But 2b is perfect because that's exactly when the signal would be delivered by
hardware.  We could improve things by allowing case 2a to continue translation
in the new page, but that may be rare enough not be worth the extra checks.

I will say that it's probably worth moving the sense of the check.  One can
achieve the same results by subtracting from next_page_start when it is
initialized.  That moves the arithmetic out of the loop, and also allows you to
write a larger comment about the logic and not have to place it in the middle
of this rather large while condition.


r~


[1] Why 32 when the maximum insn size is more like 15 bytes, I don't know.  But
it likely doesn't matter since I'd expect such large TB's to fill up the opcode
buffer first.  There would have to be a lot of nops on that page.

[2] Or ought to have done so, for a well written translator.

[3] Hello, MIPS.  Leon, the test for mips is (now) incorrect:

        if ((ctx.pc & (TARGET_PAGE_SIZE - 1)) == 0)
            break;

may never succeed for mips16 and micromips.
Peter Maydell Oct. 23, 2014, 4:25 p.m. UTC | #4
On 23 October 2014 17:15, Richard Henderson <rth@twiddle.net> wrote:
> [1] Why 32 when the maximum insn size is more like 15 bytes, I don't know.  But
> it likely doesn't matter since I'd expect such large TB's to fill up the opcode
> buffer first.  There would have to be a lot of nops on that page.

Do we actually correctly GPF if the guest hands us an instruction
with a huge long set of prefix bytes? I can't see anything obviously
in the code that catches this case...

-- PMM
Richard Henderson Oct. 23, 2014, 4:33 p.m. UTC | #5
On 10/23/2014 09:25 AM, Peter Maydell wrote:
> On 23 October 2014 17:15, Richard Henderson <rth@twiddle.net> wrote:
>> [1] Why 32 when the maximum insn size is more like 15 bytes, I don't know.  But
>> it likely doesn't matter since I'd expect such large TB's to fill up the opcode
>> buffer first.  There would have to be a lot of nops on that page.
> 
> Do we actually correctly GPF if the guest hands us an instruction
> with a huge long set of prefix bytes? I can't see anything obviously
> in the code that catches this case...

No, I don't think we check for that at all.


r~
Pavel Dovgalyuk Oct. 24, 2014, 5:24 a.m. UTC | #6
> From: Richard Henderson [mailto:rth7680@gmail.com] On Behalf Of Richard Henderson
> On 10/21/2014 05:14 AM, Pavel Dovgalyuk wrote:
> > Sometimes page faults happen during the translation of the target instructions.

========================================================================

Work to be completed: In the mailing-list thread, how does Richard Henderson answer Peter Maydell's question about checking for an instruction with a huge set of prefix bytes? The material that comes next has no connection to the mailing-list thread.

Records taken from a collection
========================================================================

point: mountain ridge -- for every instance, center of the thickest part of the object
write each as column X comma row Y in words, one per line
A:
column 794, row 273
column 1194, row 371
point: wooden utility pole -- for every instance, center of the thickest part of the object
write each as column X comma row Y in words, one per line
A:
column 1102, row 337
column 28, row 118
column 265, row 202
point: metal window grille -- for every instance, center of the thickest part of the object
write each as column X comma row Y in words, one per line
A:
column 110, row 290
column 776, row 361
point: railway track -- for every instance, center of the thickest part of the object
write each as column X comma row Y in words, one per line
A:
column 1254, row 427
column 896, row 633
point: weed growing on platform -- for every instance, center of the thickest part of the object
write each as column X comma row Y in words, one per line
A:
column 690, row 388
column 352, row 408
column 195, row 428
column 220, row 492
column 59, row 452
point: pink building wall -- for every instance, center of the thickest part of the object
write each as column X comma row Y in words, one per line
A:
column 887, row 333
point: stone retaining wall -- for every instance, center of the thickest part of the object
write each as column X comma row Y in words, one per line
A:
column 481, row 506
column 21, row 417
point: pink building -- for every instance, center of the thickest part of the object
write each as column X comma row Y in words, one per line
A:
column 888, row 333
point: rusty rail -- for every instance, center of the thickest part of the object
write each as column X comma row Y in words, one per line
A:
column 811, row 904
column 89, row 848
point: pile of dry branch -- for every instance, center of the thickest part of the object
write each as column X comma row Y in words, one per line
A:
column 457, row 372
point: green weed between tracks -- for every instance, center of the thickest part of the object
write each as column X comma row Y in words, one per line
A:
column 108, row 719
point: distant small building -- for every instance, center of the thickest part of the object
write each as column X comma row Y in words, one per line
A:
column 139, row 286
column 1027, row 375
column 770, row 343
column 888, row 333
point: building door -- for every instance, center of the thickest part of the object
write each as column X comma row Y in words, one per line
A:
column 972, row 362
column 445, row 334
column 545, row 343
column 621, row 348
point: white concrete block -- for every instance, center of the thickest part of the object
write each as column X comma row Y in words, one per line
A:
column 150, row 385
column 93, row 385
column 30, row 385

========================================================================

Exercise answer: He says he doesn't think they check for that at all.